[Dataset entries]
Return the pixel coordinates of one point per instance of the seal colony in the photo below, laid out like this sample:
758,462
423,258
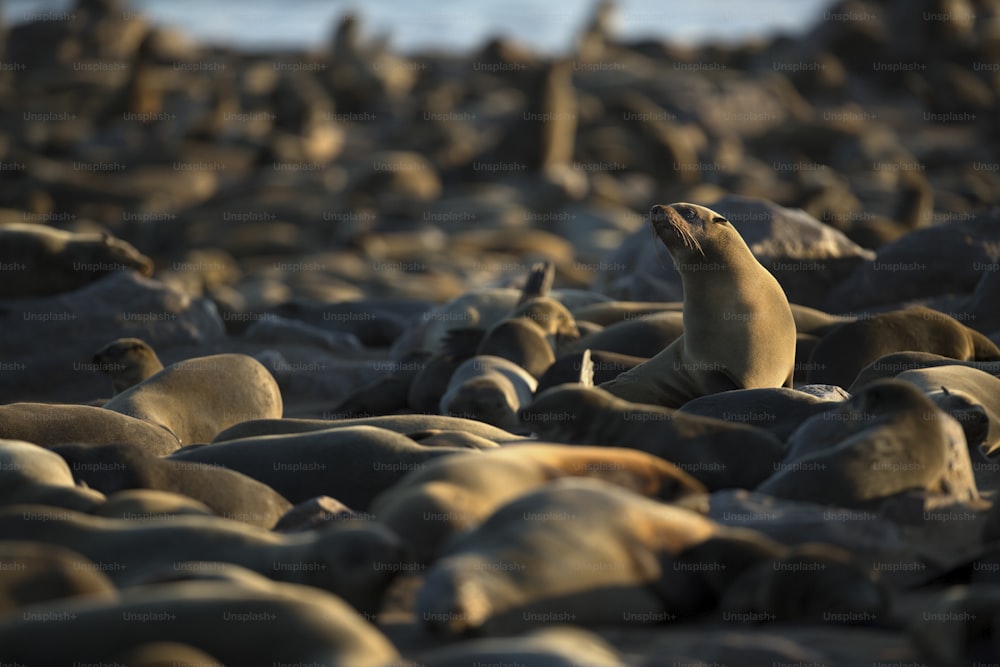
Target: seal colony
413,405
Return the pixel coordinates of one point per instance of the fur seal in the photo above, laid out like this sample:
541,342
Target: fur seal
455,493
353,561
436,437
128,361
532,333
646,336
264,623
34,573
604,365
548,647
352,464
490,389
111,468
166,654
739,332
887,439
969,395
844,352
585,551
398,423
717,453
612,312
811,583
388,393
49,424
891,365
778,410
34,475
150,505
957,627
197,398
52,261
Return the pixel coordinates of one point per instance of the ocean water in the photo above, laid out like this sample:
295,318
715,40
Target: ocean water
456,25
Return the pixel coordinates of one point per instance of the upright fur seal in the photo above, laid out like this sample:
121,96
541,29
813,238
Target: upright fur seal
739,332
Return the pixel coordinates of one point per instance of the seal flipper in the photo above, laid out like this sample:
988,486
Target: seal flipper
586,369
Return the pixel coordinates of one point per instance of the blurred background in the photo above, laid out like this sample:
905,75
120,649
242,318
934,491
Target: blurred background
347,167
455,24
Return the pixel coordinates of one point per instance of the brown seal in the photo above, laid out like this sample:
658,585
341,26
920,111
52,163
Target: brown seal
258,623
197,398
456,493
887,439
49,424
846,350
50,261
739,332
111,468
717,453
353,561
587,552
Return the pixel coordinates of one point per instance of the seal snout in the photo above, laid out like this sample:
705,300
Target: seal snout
665,217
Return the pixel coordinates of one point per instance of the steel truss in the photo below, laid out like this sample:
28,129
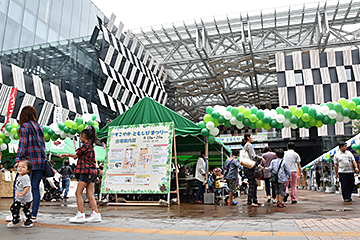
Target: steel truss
230,60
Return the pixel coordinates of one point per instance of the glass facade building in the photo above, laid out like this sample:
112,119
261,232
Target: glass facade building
31,22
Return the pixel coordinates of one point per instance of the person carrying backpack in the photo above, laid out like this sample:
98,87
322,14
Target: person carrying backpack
280,172
232,166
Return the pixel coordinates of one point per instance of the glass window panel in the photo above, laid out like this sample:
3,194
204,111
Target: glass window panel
27,38
3,6
55,16
15,11
66,18
32,5
44,10
12,35
29,21
41,29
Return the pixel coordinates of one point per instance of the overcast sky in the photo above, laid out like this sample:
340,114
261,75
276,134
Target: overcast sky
137,14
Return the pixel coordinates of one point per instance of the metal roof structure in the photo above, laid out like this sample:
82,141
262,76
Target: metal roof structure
230,60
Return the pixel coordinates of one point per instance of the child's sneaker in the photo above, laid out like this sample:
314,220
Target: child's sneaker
95,217
79,218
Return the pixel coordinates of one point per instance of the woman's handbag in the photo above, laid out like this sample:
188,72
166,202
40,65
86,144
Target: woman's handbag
245,159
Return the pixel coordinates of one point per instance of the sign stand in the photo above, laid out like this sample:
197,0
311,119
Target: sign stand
154,203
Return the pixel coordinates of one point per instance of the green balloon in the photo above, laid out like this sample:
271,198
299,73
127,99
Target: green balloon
228,124
260,114
298,112
351,105
305,108
234,111
207,118
253,118
215,115
66,130
7,140
301,123
273,123
338,107
201,124
294,120
319,116
209,110
211,139
280,110
79,121
240,116
305,117
61,126
312,112
266,119
246,122
326,119
332,122
267,126
353,115
330,105
346,112
221,120
247,113
288,114
259,124
313,122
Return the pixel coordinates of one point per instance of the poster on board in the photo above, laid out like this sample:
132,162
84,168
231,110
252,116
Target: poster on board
138,159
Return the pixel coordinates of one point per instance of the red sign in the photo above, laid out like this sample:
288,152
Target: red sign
11,106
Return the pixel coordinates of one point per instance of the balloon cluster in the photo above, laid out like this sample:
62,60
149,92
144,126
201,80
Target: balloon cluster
294,117
52,132
69,128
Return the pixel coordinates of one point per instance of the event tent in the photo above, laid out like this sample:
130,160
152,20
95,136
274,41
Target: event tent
188,135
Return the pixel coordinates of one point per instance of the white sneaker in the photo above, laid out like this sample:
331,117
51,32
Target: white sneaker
79,218
95,217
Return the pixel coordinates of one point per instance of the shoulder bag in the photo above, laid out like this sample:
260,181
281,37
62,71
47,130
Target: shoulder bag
48,172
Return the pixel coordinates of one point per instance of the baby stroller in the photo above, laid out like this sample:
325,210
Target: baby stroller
51,189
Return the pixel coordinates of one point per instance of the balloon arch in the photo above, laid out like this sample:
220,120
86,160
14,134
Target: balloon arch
306,116
53,132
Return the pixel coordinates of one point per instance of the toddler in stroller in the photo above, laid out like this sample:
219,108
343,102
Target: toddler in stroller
221,189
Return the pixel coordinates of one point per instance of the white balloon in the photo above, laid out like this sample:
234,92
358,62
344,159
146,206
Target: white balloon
280,118
3,146
227,115
214,131
346,119
332,114
324,110
273,114
210,125
233,120
287,123
239,125
339,117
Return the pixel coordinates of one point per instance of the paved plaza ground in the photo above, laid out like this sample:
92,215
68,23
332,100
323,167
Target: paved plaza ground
315,216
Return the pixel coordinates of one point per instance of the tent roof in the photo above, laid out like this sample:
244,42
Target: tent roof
149,111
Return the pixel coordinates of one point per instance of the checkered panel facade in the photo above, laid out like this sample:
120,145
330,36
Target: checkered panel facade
131,72
318,77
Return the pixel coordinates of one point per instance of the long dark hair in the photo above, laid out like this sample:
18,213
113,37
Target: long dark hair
90,135
245,139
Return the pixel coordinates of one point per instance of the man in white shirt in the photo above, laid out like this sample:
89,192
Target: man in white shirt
200,175
293,160
345,164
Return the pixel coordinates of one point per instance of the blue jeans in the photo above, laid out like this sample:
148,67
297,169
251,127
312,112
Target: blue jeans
36,176
65,185
200,192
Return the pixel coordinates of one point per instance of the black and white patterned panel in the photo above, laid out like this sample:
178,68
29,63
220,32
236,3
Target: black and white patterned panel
132,73
318,77
42,96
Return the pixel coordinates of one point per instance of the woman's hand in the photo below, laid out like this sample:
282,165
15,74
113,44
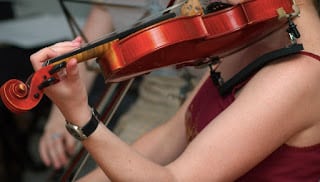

◆ **Task objective**: Each entry, word for word, belongs in your answer; each picture does not.

◆ **Answer to this exercise**:
Return the pixel coordinates of one point per instance of the seal colony in the photo below, laid out like this sample:
758,462
423,258
Target: seal colony
413,405
Return the pixel coordinates of one point per instance of the fur seal in the photo above, laid out like this sample:
541,342
Target: fur seal
455,493
353,561
436,437
128,361
532,333
646,336
264,623
34,573
604,365
548,647
352,464
490,389
111,468
166,654
739,332
887,439
969,395
844,352
585,551
398,423
717,453
612,312
811,583
388,393
49,424
891,365
778,410
34,475
150,505
957,627
197,398
52,261
Return the pixel coordinates of one point per instance of the ocean water in the photo above, laid out like this sample:
295,318
715,40
Target: ocean water
456,25
Return the pixel coordinates of one point per instance of the upright fur seal in the photo above, laid out like this sample:
121,96
541,29
813,238
Target: upright fur seal
739,332
Return the pixel coordinates of one point per instance of the seal flipper in the photo above, laid out like this sample:
988,486
Target: seal flipper
586,369
Return the pixel coordinates of one point per instance of the blurred background in the photo above, laid out like this sample:
905,75
120,649
242,318
934,491
Target: blurred background
347,167
455,24
Return the pixel coordinates of one point per instance of the brown seal in the photo above, laid out like this sample:
658,585
341,26
920,111
52,163
Target: brown seal
258,623
197,398
456,493
887,439
49,424
846,350
50,261
739,332
111,468
717,453
353,561
587,552
Return the pixel coordinates of one point per instance of the seal snout in the photo above, laid out like this sample:
705,300
Target: seal snout
665,217
Return the pixel coordinates of one point per instance of the steel truss in the photo below, laid out like this sample:
28,129
Target: steel truss
230,60
Return the pixel coordinates of one point per instance of the glass facade building in the photo above, laid out like this sample:
112,119
261,232
Target: glass facade building
31,22
Return the pixel coordinates of one point per instance of the person carrying backpack in the photo above, laid out like this sample:
98,87
322,14
Target: person carrying backpack
280,172
232,166
Return the pixel coordinates of one point per instance of the glass window panel in the photo above, laid out like this sample:
3,194
204,111
Target: glass window panel
27,38
3,6
55,16
15,11
66,18
32,5
44,10
12,35
29,21
41,29
Return the pixel coordinates of one point per instance of the overcast sky in the photo above, laid out like this sample:
340,114
261,75
276,134
Target: overcast sky
137,14
Return the pixel coordinates of one point per instance of the metal roof structure in the photo above, laid out like this sample:
82,141
262,76
Target: metal roof structure
230,60
Return the pixel coordinates of one point per instance of the child's sneaker in the photo above, laid out like this sample:
314,220
Target: child's sneaker
95,217
79,218
Return the pixel coordinates of one point per instance of the woman's handbag in the photo above, laid out like this sample:
188,72
166,202
40,65
86,144
Target: woman's handbag
245,159
Return the pixel coordinates of one point per instance of the sign stand in the photo above, laid out like this sample:
197,0
311,119
Target: sign stand
154,203
Return the pixel coordinates of one point per instance of the green balloon in the photo above, laid out like this sample:
271,198
299,73
127,99
Target: green balloon
228,124
260,114
298,112
351,105
305,108
234,111
207,118
253,118
215,115
66,130
7,140
301,123
273,123
338,107
201,124
294,120
319,116
209,110
211,139
280,110
79,121
240,116
305,117
61,126
312,112
266,119
246,122
326,119
332,122
267,126
353,115
330,105
346,112
221,120
247,113
288,114
259,124
313,122
Return the pixel coordinates of one point per instance of the poster on board in the photo above, laid out like this sample:
132,162
84,168
231,110
252,116
Target: poster on board
138,159
Return the pixel coordinates of one point per instance of the red sign in the photo above, laid out like this sample:
288,152
Target: red sign
11,106
Return the pixel coordinates of one point per instance of the balloon cluster in the photo above, laid out like this sample:
62,60
149,92
144,126
201,80
Target: balloon cluster
294,117
52,132
69,128
Return the pixel coordinates of one point per instance of the event tent in the photo above, laid out like this sample:
130,160
152,20
95,136
274,41
Target: event tent
188,135
Return the pixel coordinates of one point per instance of the white sneaker in the photo above, laid out like this sample:
331,117
51,32
Target: white sneaker
79,218
95,217
Return the pixel coordinates of one point per instance of the shoulder bag in the photo above, laid out like this sample:
260,181
281,37
62,71
47,130
Target: shoulder bag
48,172
Return the pixel coordinates of one point per instance of the baby stroller in the photo above, laid out like this sample:
325,210
Target: baby stroller
51,189
Return the pixel coordinates of one point per instance of the balloon arch in the photo above, laid out like this sample:
220,120
86,160
14,134
Target: balloon arch
306,116
53,132
Return the pixel coordinates of one point per instance of the toddler in stroller in the photo above, laid out like this sample:
219,108
343,102
Target: toddler in stroller
221,189
Return the pixel coordinates of one point per instance of the white balloon in the photo above, laid out like this sample:
234,92
358,62
344,159
146,206
Target: white balloon
280,118
3,146
227,115
214,131
346,119
332,114
324,110
273,114
210,125
233,120
287,123
239,125
339,117
Return the pixel coordinates of one point per instance of the paved plaza ground in the photo above, laid out like this sample:
92,215
68,23
332,100
323,167
Target: paved plaza ground
315,216
Return the pixel coordinates of one point per instance of the tent roof in the photo above, laid out like this sample:
244,42
Target: tent roof
149,111
Return the pixel coordinates of one point per instance of the checkered panel facade in the photo above, laid out like this sample:
120,145
330,36
Target: checkered panel facade
131,72
318,77
Return the pixel coordinates of one point per instance of the long dark hair in the photo above, laid out like this sample:
18,213
113,37
Target: long dark hair
90,135
245,139
Return the pixel coordinates of one point per instance of the man in white shirt in the photo above, laid out like this sample:
89,192
Target: man in white shirt
200,175
293,160
345,164
Return the pixel coordinates of one point per instance of the blue jeans in the photo above, laid out like this sample:
148,67
297,169
251,127
312,112
Target: blue jeans
36,176
65,185
200,192
Return the pixel coordinates of one point per instance of the black and white patterned panel in the photo above, laid out like this sample:
178,68
29,63
220,32
236,3
Target: black and white patterned panel
132,73
318,77
42,96
Return the pixel coordinates of one point per instance of the woman's hand in the photo below, laid out like this sample:
282,165
15,74
113,44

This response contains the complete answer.